Work to do:
Reproduce verbatim the rows below, beginning with the line that contains "of the dirt" and continuing through the last line of the rows, with both of those lines included.

Location identification items
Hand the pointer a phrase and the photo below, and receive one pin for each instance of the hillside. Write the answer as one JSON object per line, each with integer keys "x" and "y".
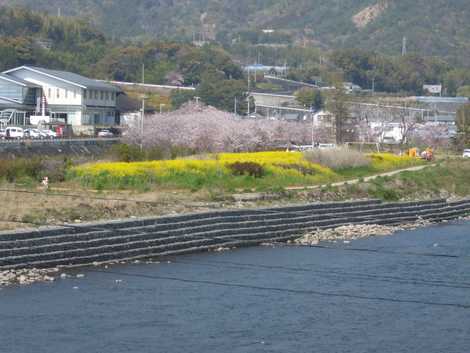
{"x": 437, "y": 27}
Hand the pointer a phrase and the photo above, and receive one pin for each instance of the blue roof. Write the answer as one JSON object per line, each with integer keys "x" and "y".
{"x": 18, "y": 81}
{"x": 71, "y": 77}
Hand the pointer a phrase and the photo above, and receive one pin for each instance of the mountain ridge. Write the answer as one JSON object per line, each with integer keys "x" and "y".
{"x": 433, "y": 28}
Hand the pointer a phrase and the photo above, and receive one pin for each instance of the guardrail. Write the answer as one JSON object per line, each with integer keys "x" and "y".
{"x": 58, "y": 140}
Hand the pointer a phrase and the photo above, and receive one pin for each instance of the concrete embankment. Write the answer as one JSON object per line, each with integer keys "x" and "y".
{"x": 59, "y": 147}
{"x": 126, "y": 240}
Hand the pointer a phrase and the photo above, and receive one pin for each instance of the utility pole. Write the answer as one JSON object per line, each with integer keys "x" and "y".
{"x": 143, "y": 112}
{"x": 143, "y": 73}
{"x": 142, "y": 124}
{"x": 403, "y": 47}
{"x": 313, "y": 127}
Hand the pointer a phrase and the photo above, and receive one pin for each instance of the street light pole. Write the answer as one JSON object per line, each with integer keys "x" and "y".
{"x": 313, "y": 127}
{"x": 142, "y": 125}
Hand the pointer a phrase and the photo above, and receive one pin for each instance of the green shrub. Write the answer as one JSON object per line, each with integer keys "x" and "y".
{"x": 338, "y": 158}
{"x": 247, "y": 168}
{"x": 15, "y": 169}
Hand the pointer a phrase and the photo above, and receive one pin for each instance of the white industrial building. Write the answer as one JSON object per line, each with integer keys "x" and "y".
{"x": 65, "y": 98}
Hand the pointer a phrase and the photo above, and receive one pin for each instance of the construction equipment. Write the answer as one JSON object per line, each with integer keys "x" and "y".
{"x": 427, "y": 154}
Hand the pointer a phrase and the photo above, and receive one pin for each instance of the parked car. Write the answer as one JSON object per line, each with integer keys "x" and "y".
{"x": 105, "y": 133}
{"x": 326, "y": 145}
{"x": 33, "y": 134}
{"x": 48, "y": 134}
{"x": 14, "y": 133}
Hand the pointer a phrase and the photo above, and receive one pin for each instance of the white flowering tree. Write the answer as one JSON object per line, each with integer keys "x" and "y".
{"x": 205, "y": 129}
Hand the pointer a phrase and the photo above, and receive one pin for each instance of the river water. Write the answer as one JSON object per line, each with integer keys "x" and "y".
{"x": 404, "y": 293}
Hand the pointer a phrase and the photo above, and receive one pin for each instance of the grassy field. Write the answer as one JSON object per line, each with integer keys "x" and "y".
{"x": 70, "y": 201}
{"x": 230, "y": 172}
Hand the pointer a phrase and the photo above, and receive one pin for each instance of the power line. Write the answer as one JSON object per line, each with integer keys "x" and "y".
{"x": 329, "y": 272}
{"x": 284, "y": 290}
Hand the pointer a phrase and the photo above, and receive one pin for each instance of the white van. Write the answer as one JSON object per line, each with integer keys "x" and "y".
{"x": 14, "y": 133}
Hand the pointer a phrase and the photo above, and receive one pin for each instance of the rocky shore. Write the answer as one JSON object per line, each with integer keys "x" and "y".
{"x": 27, "y": 276}
{"x": 354, "y": 232}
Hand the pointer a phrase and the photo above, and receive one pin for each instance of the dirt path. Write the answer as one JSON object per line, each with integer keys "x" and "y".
{"x": 366, "y": 179}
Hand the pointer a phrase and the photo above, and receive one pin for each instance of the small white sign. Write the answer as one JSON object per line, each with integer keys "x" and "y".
{"x": 433, "y": 89}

Result of the task:
Hand the pointer a phrase and the photo above, and receive one pin for each instance of the dirt path. Write the answer as one JSON object per line, each with integer keys "x" and "y".
{"x": 366, "y": 179}
Hand the pointer a phrase and the photo above, and receive one pin for each instance of the small white sign. Write the answer as one JSON object per line, each with integer keys "x" and "y".
{"x": 433, "y": 89}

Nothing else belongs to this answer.